:: What you will do ::
Copy out, unchanged, the entries from the line containing "Target = hanging banner" through the end of the entries, including both.

:: Extracted information ::
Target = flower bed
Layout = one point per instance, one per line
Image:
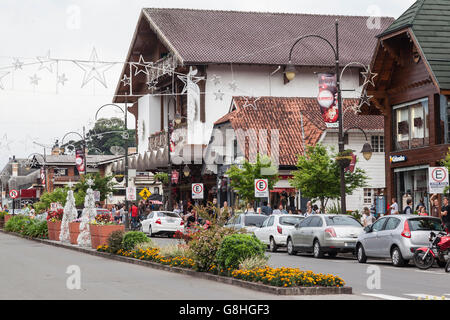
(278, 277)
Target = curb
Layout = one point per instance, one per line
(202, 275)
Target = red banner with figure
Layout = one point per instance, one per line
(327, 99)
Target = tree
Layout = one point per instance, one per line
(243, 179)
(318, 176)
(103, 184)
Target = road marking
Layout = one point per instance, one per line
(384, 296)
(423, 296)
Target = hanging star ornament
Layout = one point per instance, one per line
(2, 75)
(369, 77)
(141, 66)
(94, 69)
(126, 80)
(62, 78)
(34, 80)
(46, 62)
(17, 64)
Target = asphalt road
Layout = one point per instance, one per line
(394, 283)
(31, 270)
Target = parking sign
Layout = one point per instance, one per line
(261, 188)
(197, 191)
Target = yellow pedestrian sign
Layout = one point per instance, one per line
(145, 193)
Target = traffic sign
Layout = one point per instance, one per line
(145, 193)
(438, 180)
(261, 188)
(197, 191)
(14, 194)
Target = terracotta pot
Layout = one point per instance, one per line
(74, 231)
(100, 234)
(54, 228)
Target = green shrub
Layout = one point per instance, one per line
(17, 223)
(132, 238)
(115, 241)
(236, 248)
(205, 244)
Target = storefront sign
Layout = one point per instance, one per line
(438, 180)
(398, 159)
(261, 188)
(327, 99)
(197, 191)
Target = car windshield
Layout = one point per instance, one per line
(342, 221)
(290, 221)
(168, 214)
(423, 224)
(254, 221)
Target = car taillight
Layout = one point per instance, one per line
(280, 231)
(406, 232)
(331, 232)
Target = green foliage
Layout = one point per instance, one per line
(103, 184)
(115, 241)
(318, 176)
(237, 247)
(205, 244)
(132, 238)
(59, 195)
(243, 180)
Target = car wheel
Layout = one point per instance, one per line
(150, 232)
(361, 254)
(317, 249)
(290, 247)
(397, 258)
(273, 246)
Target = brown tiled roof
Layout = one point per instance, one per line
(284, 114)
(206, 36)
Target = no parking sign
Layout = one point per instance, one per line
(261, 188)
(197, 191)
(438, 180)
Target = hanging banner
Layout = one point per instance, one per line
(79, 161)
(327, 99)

:: Full output ::
Target = hanging banner
Layout = one point per instance, one per line
(79, 161)
(327, 99)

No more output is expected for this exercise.